WHAT IS BEING ASKED |
Find every line in the listing below that contains the word "dark" and copy each one out. Case counts.
··· DATA
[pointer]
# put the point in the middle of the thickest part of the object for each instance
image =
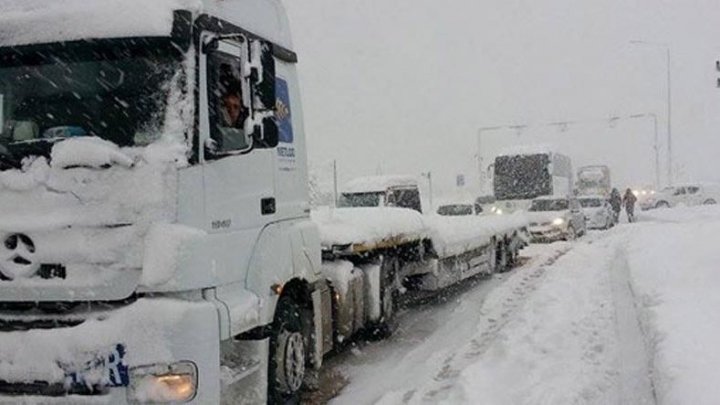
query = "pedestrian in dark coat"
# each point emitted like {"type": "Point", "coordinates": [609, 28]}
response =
······
··· DATA
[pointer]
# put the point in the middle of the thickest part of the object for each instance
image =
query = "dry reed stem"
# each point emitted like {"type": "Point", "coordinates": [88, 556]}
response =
······
··· DATA
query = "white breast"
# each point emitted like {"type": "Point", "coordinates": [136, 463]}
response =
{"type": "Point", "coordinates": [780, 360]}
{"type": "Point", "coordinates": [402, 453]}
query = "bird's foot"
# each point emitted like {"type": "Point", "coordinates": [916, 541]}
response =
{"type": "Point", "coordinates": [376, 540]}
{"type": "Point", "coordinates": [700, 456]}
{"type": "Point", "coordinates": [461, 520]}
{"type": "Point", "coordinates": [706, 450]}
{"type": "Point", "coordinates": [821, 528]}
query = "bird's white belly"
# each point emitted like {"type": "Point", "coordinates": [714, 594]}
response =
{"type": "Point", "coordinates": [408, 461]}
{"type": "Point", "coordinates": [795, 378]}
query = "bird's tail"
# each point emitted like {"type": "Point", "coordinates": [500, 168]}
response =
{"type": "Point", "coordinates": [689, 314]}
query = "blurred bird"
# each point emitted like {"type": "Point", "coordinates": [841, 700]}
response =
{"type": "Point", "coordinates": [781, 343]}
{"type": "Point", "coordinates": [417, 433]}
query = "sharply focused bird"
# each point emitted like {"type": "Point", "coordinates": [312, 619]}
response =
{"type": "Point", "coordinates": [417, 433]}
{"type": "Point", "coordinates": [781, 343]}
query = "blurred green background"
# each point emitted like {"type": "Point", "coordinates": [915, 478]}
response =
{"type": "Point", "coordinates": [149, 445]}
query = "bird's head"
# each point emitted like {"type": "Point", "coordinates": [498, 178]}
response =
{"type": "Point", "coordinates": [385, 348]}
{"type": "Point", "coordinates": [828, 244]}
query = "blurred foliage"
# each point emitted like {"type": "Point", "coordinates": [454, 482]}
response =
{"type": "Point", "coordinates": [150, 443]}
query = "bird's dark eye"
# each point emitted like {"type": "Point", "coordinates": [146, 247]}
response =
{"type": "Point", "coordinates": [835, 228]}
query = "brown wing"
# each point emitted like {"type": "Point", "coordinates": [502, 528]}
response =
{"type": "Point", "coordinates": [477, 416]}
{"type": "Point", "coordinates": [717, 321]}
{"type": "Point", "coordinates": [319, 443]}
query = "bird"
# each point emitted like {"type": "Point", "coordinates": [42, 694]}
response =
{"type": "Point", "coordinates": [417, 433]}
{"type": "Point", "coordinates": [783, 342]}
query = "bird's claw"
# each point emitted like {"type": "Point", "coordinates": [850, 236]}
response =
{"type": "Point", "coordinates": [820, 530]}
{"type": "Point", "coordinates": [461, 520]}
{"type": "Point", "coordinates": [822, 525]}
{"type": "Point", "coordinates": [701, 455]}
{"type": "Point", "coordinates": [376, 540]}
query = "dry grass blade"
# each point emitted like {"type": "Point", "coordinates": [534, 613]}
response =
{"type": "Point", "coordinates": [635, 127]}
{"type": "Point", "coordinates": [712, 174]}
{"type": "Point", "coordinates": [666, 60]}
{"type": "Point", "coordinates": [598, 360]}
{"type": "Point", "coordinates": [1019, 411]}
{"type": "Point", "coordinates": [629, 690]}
······
TASK RESPONSE |
query = "pedestrian in dark coat"
query = "bird's dark eye"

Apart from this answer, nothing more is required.